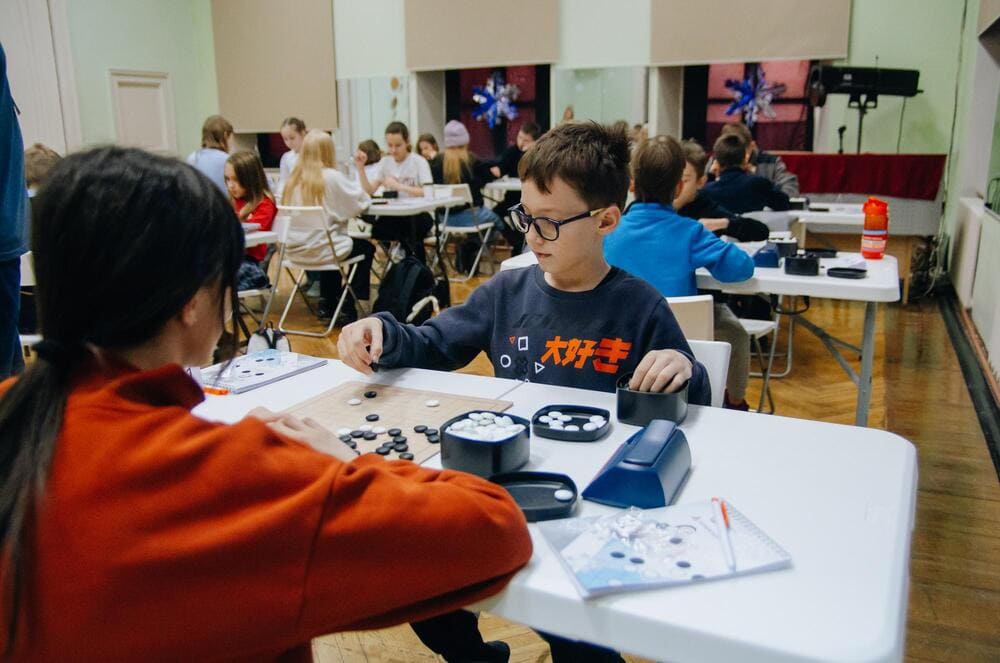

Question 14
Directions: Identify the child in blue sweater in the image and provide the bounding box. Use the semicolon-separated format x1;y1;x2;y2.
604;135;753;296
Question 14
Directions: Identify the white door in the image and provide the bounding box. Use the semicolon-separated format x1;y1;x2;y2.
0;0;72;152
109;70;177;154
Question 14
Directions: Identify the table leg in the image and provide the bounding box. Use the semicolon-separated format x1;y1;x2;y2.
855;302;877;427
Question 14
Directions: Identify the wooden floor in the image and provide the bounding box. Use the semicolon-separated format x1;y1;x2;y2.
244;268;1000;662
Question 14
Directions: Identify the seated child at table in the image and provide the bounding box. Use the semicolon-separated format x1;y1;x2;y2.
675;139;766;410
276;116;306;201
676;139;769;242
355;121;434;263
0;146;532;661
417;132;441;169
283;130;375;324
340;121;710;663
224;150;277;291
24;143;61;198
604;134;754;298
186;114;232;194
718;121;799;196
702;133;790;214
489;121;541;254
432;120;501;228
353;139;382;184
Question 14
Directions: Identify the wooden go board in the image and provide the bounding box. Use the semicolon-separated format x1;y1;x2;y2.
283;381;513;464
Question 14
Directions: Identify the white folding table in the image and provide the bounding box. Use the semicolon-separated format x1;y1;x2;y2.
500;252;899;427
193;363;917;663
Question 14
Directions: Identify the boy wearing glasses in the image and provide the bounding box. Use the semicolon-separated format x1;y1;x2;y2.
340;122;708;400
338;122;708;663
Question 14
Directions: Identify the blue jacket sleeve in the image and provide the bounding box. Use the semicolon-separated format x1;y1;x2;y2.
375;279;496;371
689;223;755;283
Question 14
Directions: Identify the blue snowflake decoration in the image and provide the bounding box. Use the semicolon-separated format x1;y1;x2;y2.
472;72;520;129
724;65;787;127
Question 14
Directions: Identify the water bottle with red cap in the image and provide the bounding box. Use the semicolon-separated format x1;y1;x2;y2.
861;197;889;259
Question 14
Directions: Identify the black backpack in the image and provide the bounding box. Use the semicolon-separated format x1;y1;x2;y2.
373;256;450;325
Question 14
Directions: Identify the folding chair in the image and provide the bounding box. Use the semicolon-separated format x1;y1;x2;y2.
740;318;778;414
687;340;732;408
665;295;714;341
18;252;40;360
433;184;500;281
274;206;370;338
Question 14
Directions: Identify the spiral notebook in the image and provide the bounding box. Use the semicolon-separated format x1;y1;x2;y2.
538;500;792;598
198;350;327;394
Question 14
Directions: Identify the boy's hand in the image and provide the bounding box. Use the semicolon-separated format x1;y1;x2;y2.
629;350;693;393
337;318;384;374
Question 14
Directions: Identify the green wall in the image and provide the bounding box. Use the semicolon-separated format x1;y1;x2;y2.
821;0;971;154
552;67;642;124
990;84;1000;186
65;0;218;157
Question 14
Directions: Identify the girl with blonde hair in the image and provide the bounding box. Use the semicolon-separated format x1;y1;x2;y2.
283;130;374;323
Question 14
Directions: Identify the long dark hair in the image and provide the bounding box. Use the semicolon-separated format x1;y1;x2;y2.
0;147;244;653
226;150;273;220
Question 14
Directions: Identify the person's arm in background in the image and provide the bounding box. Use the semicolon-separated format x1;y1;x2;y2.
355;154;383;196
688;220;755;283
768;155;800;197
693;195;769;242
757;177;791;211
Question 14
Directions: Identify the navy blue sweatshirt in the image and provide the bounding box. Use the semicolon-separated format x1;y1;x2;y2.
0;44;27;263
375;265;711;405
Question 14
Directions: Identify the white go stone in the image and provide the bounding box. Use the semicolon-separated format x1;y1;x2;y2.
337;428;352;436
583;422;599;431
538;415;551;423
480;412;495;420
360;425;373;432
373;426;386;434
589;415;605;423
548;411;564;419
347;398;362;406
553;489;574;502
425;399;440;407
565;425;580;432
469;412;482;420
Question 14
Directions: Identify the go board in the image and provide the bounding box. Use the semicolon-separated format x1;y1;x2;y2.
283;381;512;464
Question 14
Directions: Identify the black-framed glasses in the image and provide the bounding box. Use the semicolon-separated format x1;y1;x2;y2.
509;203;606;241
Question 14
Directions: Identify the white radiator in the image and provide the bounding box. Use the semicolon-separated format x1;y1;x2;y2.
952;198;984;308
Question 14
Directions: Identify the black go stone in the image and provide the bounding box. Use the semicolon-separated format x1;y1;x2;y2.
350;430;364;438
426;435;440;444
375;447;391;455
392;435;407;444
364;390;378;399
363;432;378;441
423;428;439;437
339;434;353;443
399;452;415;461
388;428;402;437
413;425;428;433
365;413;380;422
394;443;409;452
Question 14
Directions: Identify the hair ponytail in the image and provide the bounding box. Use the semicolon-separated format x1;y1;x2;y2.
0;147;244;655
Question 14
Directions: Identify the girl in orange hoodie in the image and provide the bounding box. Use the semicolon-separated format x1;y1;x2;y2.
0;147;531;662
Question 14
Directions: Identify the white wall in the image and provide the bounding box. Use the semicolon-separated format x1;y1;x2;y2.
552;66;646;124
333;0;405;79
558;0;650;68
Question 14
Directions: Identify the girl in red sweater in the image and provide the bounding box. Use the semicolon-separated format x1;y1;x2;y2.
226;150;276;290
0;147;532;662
################
Leave the pictures out and copy the rest of the data exactly.

- **Solved problem**:
Question 14
Directions: Identify the child in blue sweater in the image and provide the bounding box. Use the semicolon-separated format x1;y1;x2;y2.
604;135;753;296
Question 14
Directions: Identify the white door in the image and provide the bounding box. Use the semicolon-separated format x1;y1;x2;y2.
0;0;72;152
109;70;177;154
Question 14
Directions: Identify the table leg in the image and provide the bounding box. Use the semicolon-separated format x1;y1;x2;y2.
855;302;877;427
Question 14
Directions: Identify the wooden floor in the image and provide the bounding box. Use the semicolon-separated format x1;y1;x2;y2.
244;268;1000;662
Question 14
Directions: Identify the seated child at table in the image and provide the bounding box. Use the semicolon-separated format x1;y1;x2;y2.
675;139;766;410
276;116;306;201
676;139;769;242
355;121;434;263
0;146;532;661
417;132;441;169
283;130;375;324
340;121;710;663
224;150;277;291
24;143;61;198
604;134;754;298
186;114;232;194
718;121;799;196
702;133;790;214
489;121;541;254
432;120;501;228
353;139;382;184
Question 14
Directions: Identify the wooden go board in the image and provide the bounding box. Use the semicolon-separated format x1;y1;x2;y2.
283;381;513;464
Question 14
Directions: Identify the white folding table in the image and provide the bounding box. Use the semicolon-separated format x1;y1;x2;y2.
500;252;899;427
193;363;917;663
Question 14
Directions: Identify the boy wearing glasses in the image and provide the bounding box. Use the semicolon-separated format x1;y1;x2;y2.
340;122;708;400
338;122;708;663
Question 14
Directions: Identify the blue jacket sleeve in the image and provide the bounding box. Use the semicolon-separated format x1;y1;x2;y2.
375;279;496;371
689;223;755;283
Question 14
Directions: Identify the blue snowflake decoration in the image and provide the bounding box. Use the semicolon-separated format x1;y1;x2;y2.
472;72;520;129
724;65;787;127
Question 14
Directions: Identify the water bottle with red cap in the image and provide the bounding box. Use the semicolon-separated format x1;y1;x2;y2.
861;197;889;259
Question 14
Directions: Identify the black backpack in the image and provide the bounding box. Use the semicolon-separated format x1;y1;x2;y2.
373;256;450;325
Question 14
Directions: Identify the folding chair in the image and provide the bounding box. Use the semicolon-separated format x1;y1;x2;y2.
740;318;778;414
687;340;732;408
665;295;714;341
18;252;40;360
433;184;500;281
274;206;370;338
Question 14
Directions: Identify the spiral notebook in the image and provide the bounding box. Use the semicolon-separated format x1;y1;x2;y2.
538;500;792;598
198;350;327;394
Question 14
Directions: Identify the boy's hand in the image and provide the bounding box. Use the semicolon-separated format x1;y1;x2;y2.
629;350;693;393
337;318;384;374
Question 14
Directions: Identify the green wall in the image and provide the bounding box. Use the semicolon-separated format x1;y1;x2;y2.
821;0;971;154
552;67;642;124
990;84;1000;186
65;0;218;157
Question 14
Directions: Identify the girl with blonde hair in the image and provide the bounding box. Use the semicolon-separated format x1;y1;x2;y2.
283;130;374;323
Question 14
Directions: Identify the long dark hair in the image and provide the bounding box. Use the semicolon-separated format x1;y1;x2;y2.
0;147;244;653
226;150;273;220
Question 14
Directions: Identify the person's arm in background in the image and provide the bounding box. Use the semicolon-separated format x1;y1;x2;y2.
355;154;383;196
688;220;755;283
768;155;800;197
693;195;769;242
757;177;791;211
Question 14
Directions: Identify the navy blue sweatshirt in the image and provide the bounding box. Use the semicolon-separated format x1;y1;x2;y2.
0;44;27;263
375;265;711;405
Question 14
Directions: Identify the white go stone in the image and provide the bounding box. Use the semicolon-separated format x1;y1;x2;y2.
337;428;352;436
583;422;599;431
538;415;551;423
480;412;495;420
360;425;373;432
373;426;386;434
589;415;605;423
548;411;564;419
347;398;362;406
553;489;574;502
425;399;440;407
565;425;580;432
469;412;482;420
Question 14
Directions: Identify the go board in the image and provide the bounding box. Use the semicolon-separated format x1;y1;x2;y2.
283;381;512;464
Question 14
Directions: Identify the black-framed glasses in the image and provide the bounding box. Use the semicolon-separated format x1;y1;x2;y2.
509;203;606;241
Question 14
Directions: Identify the white radiator in the image and provide the bounding box. Use the semicolon-separated format x1;y1;x2;y2.
952;198;984;308
Question 14
Directions: Identify the black go stone in the image and provide the bounding box. Use the semicolon-separated format x1;y1;x2;y2.
350;430;364;438
426;435;440;444
375;447;391;455
392;435;407;444
364;390;378;399
363;432;378;441
423;428;439;437
339;434;353;443
399;452;415;461
388;428;402;437
413;425;428;433
365;413;380;422
394;443;409;452
Question 14
Directions: Identify the hair ponytail in the image and provide the bounding box. Use the semicolon-separated format x1;y1;x2;y2.
0;147;244;655
Question 14
Directions: Identify the girl in orange hoodie in the image and provide the bounding box. Use the semicolon-separated format x1;y1;x2;y2.
0;147;531;662
Question 14
Directions: Identify the white wall in the image and provide the bounding box. Use the semicolon-separated format x1;y1;x2;y2.
552;66;646;124
333;0;405;79
558;0;650;68
Question 14
Directions: Identify the girl in red sweater in the image and provide the bounding box. Use the semicolon-separated format x1;y1;x2;y2.
226;150;276;290
0;147;532;662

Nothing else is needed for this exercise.